Brief:
Exclude all pictures, then copy each of the records exactly as written.

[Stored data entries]
<<<<
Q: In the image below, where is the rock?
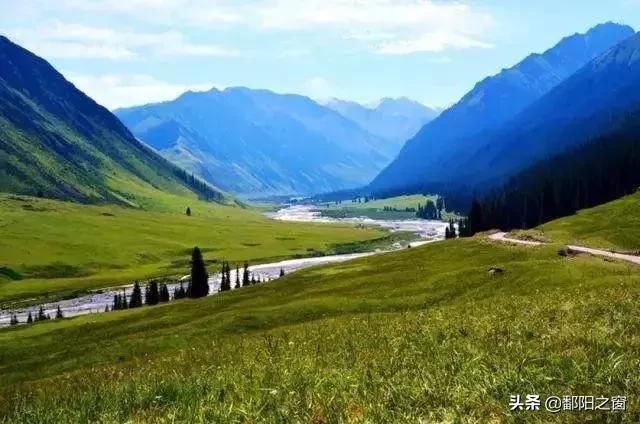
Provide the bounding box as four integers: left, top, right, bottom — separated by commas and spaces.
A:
558, 246, 570, 257
488, 267, 504, 276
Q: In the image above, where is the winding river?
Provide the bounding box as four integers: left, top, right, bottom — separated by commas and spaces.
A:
0, 205, 447, 327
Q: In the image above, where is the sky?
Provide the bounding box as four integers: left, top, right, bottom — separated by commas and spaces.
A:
3, 0, 640, 110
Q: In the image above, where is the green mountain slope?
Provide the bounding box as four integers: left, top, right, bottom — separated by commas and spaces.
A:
2, 219, 638, 421
0, 35, 224, 208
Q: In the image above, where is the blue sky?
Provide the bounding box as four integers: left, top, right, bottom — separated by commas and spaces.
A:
3, 0, 640, 109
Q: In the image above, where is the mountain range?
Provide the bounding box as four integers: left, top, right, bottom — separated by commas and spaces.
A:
116, 90, 435, 196
0, 35, 224, 207
325, 97, 440, 152
369, 22, 636, 195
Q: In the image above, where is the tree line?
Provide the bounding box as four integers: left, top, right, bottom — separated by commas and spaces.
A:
462, 123, 640, 234
10, 247, 285, 326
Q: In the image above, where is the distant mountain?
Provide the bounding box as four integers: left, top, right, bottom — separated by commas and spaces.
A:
369, 22, 635, 193
0, 36, 224, 206
465, 29, 640, 185
325, 97, 440, 154
116, 88, 391, 196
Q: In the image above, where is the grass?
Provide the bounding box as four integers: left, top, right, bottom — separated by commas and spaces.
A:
1, 236, 639, 422
541, 191, 640, 252
0, 194, 384, 305
317, 194, 460, 220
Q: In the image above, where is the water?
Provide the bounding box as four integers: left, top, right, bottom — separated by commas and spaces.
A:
0, 205, 447, 327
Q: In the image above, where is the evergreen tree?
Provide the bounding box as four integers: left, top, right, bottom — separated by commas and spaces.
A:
186, 207, 191, 216
122, 290, 129, 309
113, 294, 120, 310
27, 312, 33, 323
174, 282, 187, 299
279, 268, 285, 277
436, 197, 445, 219
189, 247, 209, 298
467, 200, 483, 236
445, 227, 451, 239
130, 282, 143, 308
242, 262, 250, 287
56, 305, 64, 319
146, 281, 160, 305
235, 266, 241, 289
10, 314, 18, 326
220, 261, 231, 292
37, 306, 47, 321
448, 219, 457, 238
104, 305, 110, 313
159, 284, 170, 302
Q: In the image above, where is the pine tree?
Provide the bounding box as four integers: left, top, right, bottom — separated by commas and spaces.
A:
189, 247, 209, 298
113, 294, 120, 310
104, 305, 110, 313
220, 261, 232, 292
467, 200, 483, 236
436, 197, 445, 220
242, 262, 250, 287
445, 227, 451, 239
186, 207, 191, 216
448, 219, 457, 238
159, 284, 170, 302
10, 314, 18, 326
38, 306, 47, 321
56, 305, 64, 319
122, 290, 129, 309
146, 281, 160, 305
174, 282, 187, 299
279, 268, 285, 277
235, 265, 241, 289
27, 312, 33, 323
130, 282, 143, 308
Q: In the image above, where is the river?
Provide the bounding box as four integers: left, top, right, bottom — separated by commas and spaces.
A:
0, 205, 447, 327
>>>>
Answer section:
Q: In the image below, where is the rock?
Provide the bounding box as four integers: left, top, right, bottom — separated by commas and spaces.
A:
558, 246, 570, 257
488, 267, 504, 276
Q: In the image above, where is the winding river?
Provide the bounding box as four integers: left, top, right, bottom — separated by commas and spaces.
A:
0, 205, 447, 327
Q: In the image above, where is the sky?
Provide the bounding box as four integers: left, top, right, bottom — separated by commas and spaces.
A:
3, 0, 640, 110
Q: In the image above, where is the green mountain slope?
Provide the bounding box as four integers: left, top, right, bottom — separated by commas and spaces.
A:
2, 219, 638, 421
0, 35, 224, 208
Q: In the image above, where is the blue sky?
Provide the bounding box as four integers: left, top, right, bottom — separated by commas and spaces.
A:
3, 0, 640, 109
Q: In the image above, where is the mountain range?
Provide the bounding box as four integers: left, top, right, bottom — separated by commas and spaces.
A:
116, 90, 435, 196
0, 35, 224, 207
325, 97, 440, 152
369, 22, 636, 195
Q: In the image above, where is the tree line?
Provide the bounding box as four integers: left, top, right, bottom — separated by commas and spaces.
A:
462, 123, 640, 234
10, 247, 285, 326
Q: In the image above, where is the distant mountain?
Provide the bounding box as four integers: left, top, right, bottom — separated by commas and spaces.
A:
369, 22, 635, 193
0, 36, 224, 206
465, 29, 640, 185
325, 97, 440, 154
116, 88, 391, 196
Q: In the image above, where is the grass?
Provide the bounding box as four integers: left, top, right, bottom — separated by commas and spaces.
A:
1, 236, 639, 422
541, 191, 640, 252
0, 194, 384, 305
317, 194, 460, 220
Q: In the image above, where is the water?
Provide the bounding box as four integers: left, top, right, bottom — separated by commas and spaces.
A:
0, 205, 447, 327
Q: In the image above, where is the evergreen tree?
Provide the bounding box as four integers: left, top, right, bottom — separated by commas and spaces.
A:
186, 207, 191, 216
122, 290, 129, 309
113, 294, 120, 310
27, 312, 33, 323
174, 282, 187, 299
279, 268, 285, 277
436, 197, 445, 219
189, 247, 209, 298
467, 200, 483, 236
445, 227, 451, 239
130, 282, 143, 308
242, 262, 250, 287
56, 305, 64, 319
146, 281, 160, 305
235, 266, 241, 289
10, 314, 18, 326
220, 261, 231, 292
37, 306, 47, 321
448, 219, 457, 238
104, 305, 110, 313
159, 284, 170, 302
Q: In the image above, where is the pine tree?
Provide the bounding box as four integers: left, top, right, bottom — separated by commas and spaces.
A:
189, 247, 209, 298
113, 294, 120, 310
104, 305, 110, 313
220, 261, 232, 292
467, 200, 483, 236
436, 197, 445, 220
242, 262, 250, 287
445, 227, 451, 239
186, 207, 191, 216
448, 219, 457, 238
159, 284, 170, 302
10, 314, 18, 326
38, 306, 47, 321
56, 305, 64, 319
122, 290, 129, 309
146, 281, 160, 305
174, 282, 187, 299
279, 268, 285, 277
235, 265, 241, 289
27, 312, 33, 323
130, 282, 143, 308
Q: In the image above, where is the river?
Provide the bounding box as four integers: left, top, right, bottom — separated by commas and spaces.
A:
0, 205, 447, 327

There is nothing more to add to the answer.